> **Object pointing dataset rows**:
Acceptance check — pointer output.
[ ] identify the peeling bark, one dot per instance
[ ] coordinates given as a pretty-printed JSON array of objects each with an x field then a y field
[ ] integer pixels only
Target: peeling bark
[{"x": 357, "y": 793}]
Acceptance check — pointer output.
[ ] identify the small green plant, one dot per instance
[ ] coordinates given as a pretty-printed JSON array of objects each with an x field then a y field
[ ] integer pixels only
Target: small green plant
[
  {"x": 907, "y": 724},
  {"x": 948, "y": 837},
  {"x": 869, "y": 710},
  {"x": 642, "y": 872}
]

> **WRITTEN PROBLEM**:
Count the lines in the items above that contain the word "green". Reply with the number alone.

> **TASK RESPONSE**:
2